WHAT TO DO:
Images are not part of the copy; transcribe all the data exactly.
## begin
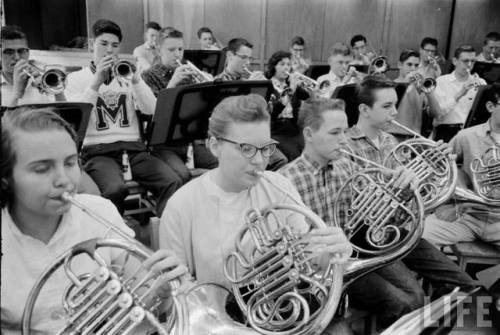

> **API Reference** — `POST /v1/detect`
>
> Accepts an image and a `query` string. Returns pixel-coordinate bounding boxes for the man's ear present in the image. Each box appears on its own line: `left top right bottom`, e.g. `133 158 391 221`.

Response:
88 37 95 52
207 136 220 158
358 104 369 118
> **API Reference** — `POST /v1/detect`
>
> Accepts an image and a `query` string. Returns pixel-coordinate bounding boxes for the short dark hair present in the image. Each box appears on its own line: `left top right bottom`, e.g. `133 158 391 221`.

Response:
266 50 292 79
290 36 306 47
227 37 253 53
160 27 184 44
483 83 500 105
1 25 27 41
145 21 161 31
92 19 123 42
420 37 437 49
196 27 214 38
208 94 270 137
329 42 351 57
297 98 345 131
0 107 77 208
351 34 366 47
453 44 476 58
356 74 396 107
484 31 500 45
399 49 420 63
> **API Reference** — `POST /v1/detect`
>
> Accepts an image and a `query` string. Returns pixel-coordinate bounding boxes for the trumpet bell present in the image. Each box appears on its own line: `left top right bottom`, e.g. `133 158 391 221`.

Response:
384 138 458 211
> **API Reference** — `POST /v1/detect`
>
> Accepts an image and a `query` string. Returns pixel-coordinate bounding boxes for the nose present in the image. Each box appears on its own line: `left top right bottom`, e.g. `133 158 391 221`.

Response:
54 166 71 188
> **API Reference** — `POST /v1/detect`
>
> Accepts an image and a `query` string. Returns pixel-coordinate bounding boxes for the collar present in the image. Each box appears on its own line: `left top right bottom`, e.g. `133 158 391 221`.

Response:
300 153 333 175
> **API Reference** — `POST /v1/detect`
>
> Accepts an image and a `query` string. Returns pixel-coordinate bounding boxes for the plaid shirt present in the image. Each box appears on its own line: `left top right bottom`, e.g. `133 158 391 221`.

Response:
346 126 398 168
279 154 358 226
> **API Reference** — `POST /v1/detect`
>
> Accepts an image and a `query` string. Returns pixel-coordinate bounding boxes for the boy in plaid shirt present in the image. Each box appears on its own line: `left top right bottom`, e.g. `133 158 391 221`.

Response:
281 77 473 326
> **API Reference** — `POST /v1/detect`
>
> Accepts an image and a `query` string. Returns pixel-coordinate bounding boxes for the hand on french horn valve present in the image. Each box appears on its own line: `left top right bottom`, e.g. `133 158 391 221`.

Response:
305 227 352 263
142 249 192 297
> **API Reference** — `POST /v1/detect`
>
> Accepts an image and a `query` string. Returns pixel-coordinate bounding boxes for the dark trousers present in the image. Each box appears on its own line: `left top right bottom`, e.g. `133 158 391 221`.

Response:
348 239 474 326
82 142 182 216
434 123 463 143
151 141 219 183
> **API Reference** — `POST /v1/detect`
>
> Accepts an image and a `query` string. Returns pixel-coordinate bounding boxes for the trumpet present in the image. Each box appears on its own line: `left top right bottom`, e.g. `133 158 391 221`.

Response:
176 59 214 84
23 61 66 94
22 192 256 335
410 73 436 94
368 56 389 75
111 59 135 82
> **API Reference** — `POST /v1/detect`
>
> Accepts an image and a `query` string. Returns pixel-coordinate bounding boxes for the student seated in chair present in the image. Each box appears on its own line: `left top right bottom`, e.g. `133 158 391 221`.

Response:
66 20 182 215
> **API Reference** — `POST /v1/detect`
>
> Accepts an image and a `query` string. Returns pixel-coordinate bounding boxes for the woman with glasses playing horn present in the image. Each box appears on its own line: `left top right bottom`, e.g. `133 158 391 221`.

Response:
0 109 186 334
160 94 352 335
424 84 500 247
1 26 66 107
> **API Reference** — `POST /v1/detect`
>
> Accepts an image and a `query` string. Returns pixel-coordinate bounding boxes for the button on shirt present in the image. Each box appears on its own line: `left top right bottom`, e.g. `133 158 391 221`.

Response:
1 194 134 335
2 73 55 107
433 71 486 126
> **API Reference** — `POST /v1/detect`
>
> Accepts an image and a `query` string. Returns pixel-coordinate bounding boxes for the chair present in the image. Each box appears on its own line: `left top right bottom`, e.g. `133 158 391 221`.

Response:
451 241 500 284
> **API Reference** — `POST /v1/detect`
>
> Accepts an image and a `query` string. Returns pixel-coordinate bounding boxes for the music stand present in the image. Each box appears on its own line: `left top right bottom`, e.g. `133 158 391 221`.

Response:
147 80 273 146
332 83 408 127
184 50 226 76
471 62 500 84
464 85 491 128
2 102 94 151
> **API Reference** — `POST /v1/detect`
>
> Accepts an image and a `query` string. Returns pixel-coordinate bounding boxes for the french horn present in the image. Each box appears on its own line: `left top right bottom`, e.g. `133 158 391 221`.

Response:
22 193 256 335
334 149 424 286
224 171 343 335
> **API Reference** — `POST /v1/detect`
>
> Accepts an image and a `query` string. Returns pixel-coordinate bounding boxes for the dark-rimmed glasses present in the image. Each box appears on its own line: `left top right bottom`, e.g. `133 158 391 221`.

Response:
217 137 278 158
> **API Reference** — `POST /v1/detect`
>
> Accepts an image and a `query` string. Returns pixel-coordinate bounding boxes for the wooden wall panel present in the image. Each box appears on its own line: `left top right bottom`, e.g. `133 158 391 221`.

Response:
322 0 386 61
266 0 327 61
204 0 266 57
148 0 204 49
450 0 500 57
384 0 452 66
87 0 144 53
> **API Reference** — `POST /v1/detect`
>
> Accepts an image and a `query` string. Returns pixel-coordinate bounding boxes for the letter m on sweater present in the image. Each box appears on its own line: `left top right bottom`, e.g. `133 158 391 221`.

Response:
95 91 130 130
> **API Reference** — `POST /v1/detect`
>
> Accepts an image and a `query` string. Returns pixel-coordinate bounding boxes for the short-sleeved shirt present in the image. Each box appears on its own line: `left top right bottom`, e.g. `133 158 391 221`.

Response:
## end
RESULT OF THIS TASK:
> **API Reference** — `POST /v1/detect`
>
> Accepts an image and a `query` string. Returns pixel-coordinate bounding boxes for the man's ear present in the image. Each box appears on its own line: `left top right bottom`, e.g. `133 158 391 221`.

Response:
88 37 95 52
207 136 220 158
358 104 369 118
> **API Reference** — `POST /v1/detect`
>
> Accepts an image and a `query` string. Returns pixel-coordinate bounding boxes for the short dark hair present in the image. Each box appears on its own line: `left top right bottom`, e.g. `133 158 391 221`.

Response:
266 50 292 79
290 36 306 47
227 37 253 53
160 27 184 44
483 83 500 105
1 25 27 41
145 21 161 31
92 19 123 42
420 37 437 49
196 27 214 38
208 94 270 137
329 42 351 57
297 98 345 131
0 107 77 208
351 34 366 47
453 44 476 58
356 74 396 107
484 31 500 45
399 49 420 63
> **API Reference** — `POST /v1/detect`
>
> Accepts an image and a `query` string. Returns pixel-coordinate bounding boxes for the trumpet bell present in the image. Each box appears on its own line: `left top right bottom`, e.g. `133 158 391 221`.

Response:
384 138 458 211
> **API Reference** — `POST /v1/detect`
>
> Accepts an image and a `query` string. Returns pixel-coordinate bounding boxes for the nose present in the image. Each box appears on its own line: `left top right bottom`, e.g. `133 158 391 221`.

Response:
54 166 71 188
> **API Reference** — `POST /v1/detect`
>
> Accepts an image and a `query` string. Returns pixel-coordinate bounding boxes for the collar present in the image. Each box appears on its own line: `left top right bottom`, e.g. `133 158 391 221`.

Response:
300 153 333 175
> **API Reference** — `POST /v1/detect`
>
> Accepts an image and a `query` string. Returns pixel-coordinate bounding boxes for the plaid shirt present in the image. Each box appears on its own line: `left top right bottom`, e.g. `133 158 391 221`.

Response:
346 126 398 168
279 154 358 226
> **API Reference** — `POST /v1/detect`
>
> Accepts an image and a `query` string. Returns pixel-coordinate bounding boxes for the boy in plaid shirt present in the image. Each box appears on its own line: `left top right bottom`, e.g. `133 158 391 221`.

Response:
281 77 473 326
> **API Reference** — `POST /v1/detect`
>
> Accepts an image and a `query` string. Returns pixel-coordinate bounding boxes for the hand on french horn valve present in the image. Each box appears on its own line: `left top right bottom`, e.g. `133 158 391 221`.

Response:
305 227 352 263
142 249 192 297
> **API Reference** — `POST /v1/detect`
>
> Accepts an image and a `query` string. Returns pixel-coordinate bounding boxes for the dark trousers present in the image. Each box appears on its own line: `left top right bottom`, e.g. `133 158 391 221`.

Response:
348 239 474 326
82 142 182 216
434 123 463 143
151 141 219 183
> **API Reference** — `POST /v1/detect`
>
> Accepts an image and a `query` string. Returns pixel-coordinate bounding boxes for the trumpet present in the image. Each box appears on its own line: `left top right bottom`, e.g. `133 158 391 221`.

Response:
176 59 214 84
23 61 66 94
22 192 256 335
410 73 436 94
368 56 389 75
111 59 135 82
> **API Reference** — `POST /v1/detect`
>
> Accepts an image and a `query` string. Returns pixel-coordinate bounding boxes for the student seated in chair present in the image. Each box appears on its own line: `left top right bottom`, e.g. `133 158 391 221`.

Response:
66 20 182 215
> **API Reference** — `POST /v1/detect`
>
> Accepts an image and a `query` string. Returns pixel-coordinate bounding boxes for the woman with glasses playing horn present in the image. Each box appears on its own line: `left top right bottom`, e.g. `133 158 391 221`.

Response:
0 109 186 334
160 94 352 335
424 84 500 247
1 26 66 107
> **API Reference** — `POST /v1/detect`
>
> Accepts an image and a `query` string. Returns pixel-coordinate bounding boxes for the button on shirt present in the image. Each box appears on its own line: `left top right bottom`, e.g. `133 158 391 221`.

Response:
1 194 134 335
2 73 55 107
433 71 486 126
> **API Reference** — `POST /v1/detect`
>
> Accepts an image and a `query` string. Returns pixel-coordinate bounding boxes for the chair present in the image. Each box appears on its own line: `left top right bottom`, e.g. `133 158 391 221`.

Response:
451 241 500 284
> **API Reference** — `POST /v1/detect`
>
> Accepts an image and a `query` string. Returns pixel-coordinate bounding boxes for the music stand present in the image. Each box appears on its own line: `left top right bottom`, e.g. `133 158 391 221`.

Response:
147 80 273 146
332 83 408 127
184 50 226 76
471 62 500 84
464 85 491 128
2 102 94 151
> **API Reference** — `POST /v1/detect`
>
> Accepts an image and a `query` string. Returns pixel-coordinate bounding boxes for the french horn present in the image. Each box appears on its own line: `left top right bottom`, e.g. `133 158 391 221`.

Response:
22 193 256 335
334 149 424 286
224 171 343 335
> **API Reference** — `POST /v1/detect`
>
> Accepts an image and a `query` string. Returns pixel-coordinate bounding boxes for the dark-rimmed glasses present in the image. Each box appears on its own line: `left top right bottom`, e.g. `133 158 391 221`.

Response:
217 137 278 158
> **API Reference** — `POST /v1/detect`
>
> Accepts an image and a `query` string. Returns pixel-coordinate bounding boxes for the wooden wall panel present in the image. Each box appears on its own line: `left top right bottom`, e.g. `133 158 391 221`.

Response:
322 0 386 61
266 0 327 61
204 0 266 57
148 0 204 49
450 0 500 57
384 0 452 66
87 0 144 53
> **API Reference** — `POST /v1/detect`
>
> Accepts an image and a `query` string. Returns pixel-coordinate bounding boxes for the letter m on sweater present in the image. Each box appears on its own line: `left top right bottom`, e.g. `133 158 391 221`.

Response:
95 91 130 130
> **API Reference** — `POST /v1/detect`
>
> Accepts an image and a `query` string. Returns pixel-coordinate bounding boxes for the short-sleeved shirt present in the image. Each box appears on its own line: `left top right bottom`, e.g. `133 158 391 221`.

Response:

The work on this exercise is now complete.